SOURCE:
□ □ □

I Hear Voices
That’s right, I hear voices — four of them actually. And tonight I recognized them and saw very clearly what was happening, and it started with a prayer. I prayed while laying in savasana after an inspiring yoga class. My prayer was a simple one, a typical one even. I knew I had to get this blog up. And I am somewhat of an inspirational writer. What I mean by that is when something in my life inspires me, the thoughts come fast and furious. When this happens, I need to get to the computer quickly or at the very least a pad and pen.
This past week, I haven’t had the opportunity to let those things that I felt inspired to write about get written down or entered into the computer. My busy life was stringing out my current blog past when it was time to change it and I needed some inspiration. So I prayed. I asked God in what I recognized was my voice, “God, please bring through me the words that those reading my blog this week are seeking to hear.” I continued in my head with the invocation, although this one had a different voice, albeit it was still my voice. The inflection was not as strong and committed, and it stuttered a little.
The prayer continued in this shaky voice, “Please, God, let this blog be of great service.”
This is where it became interesting. Another voice almost simultaneously, yet seemingly behind the shaky voice, a higher pitched, tense, and uneasy voice, was saying, “Let this be of great service to me as well.”
Just as that voice started to say that, another voice came in and chimed, “You can’t ask for this to serve you!” This voice was clearly different, as were all four of the voices, yet they were, strangely enough, all my voice. It was very clear to me while this was happening ,that these were all my thoughts with my different data attached to them surrounding what each statement was.

□ □ □

SUPPLIED DATA:
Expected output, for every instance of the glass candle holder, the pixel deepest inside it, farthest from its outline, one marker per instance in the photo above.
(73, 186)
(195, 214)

□ □ □

EXERCISES:
1: In the blog post, where was the writer lying while praying?
2: Repeat the passage from the blog post that begins at the words "This past week, I" and stops after "stuttered a little.".

ANSWERS IN ORDER:
1: In savasana, after an inspiring yoga class.

2:
This past week, I haven’t had the opportunity to let those things that I felt inspired to write about get written down or entered into the computer. My busy life was stringing out my current blog past when it was time to change it and I needed some inspiration. So I prayed. I asked God in what I recognized was my voice, “God, please bring through me the words that those reading my blog this week are seeking to hear.” I continued in my head with the invocation, although this one had a different voice, albeit it was still my voice. The inflection was not as strong and committed, and it stuttered a little.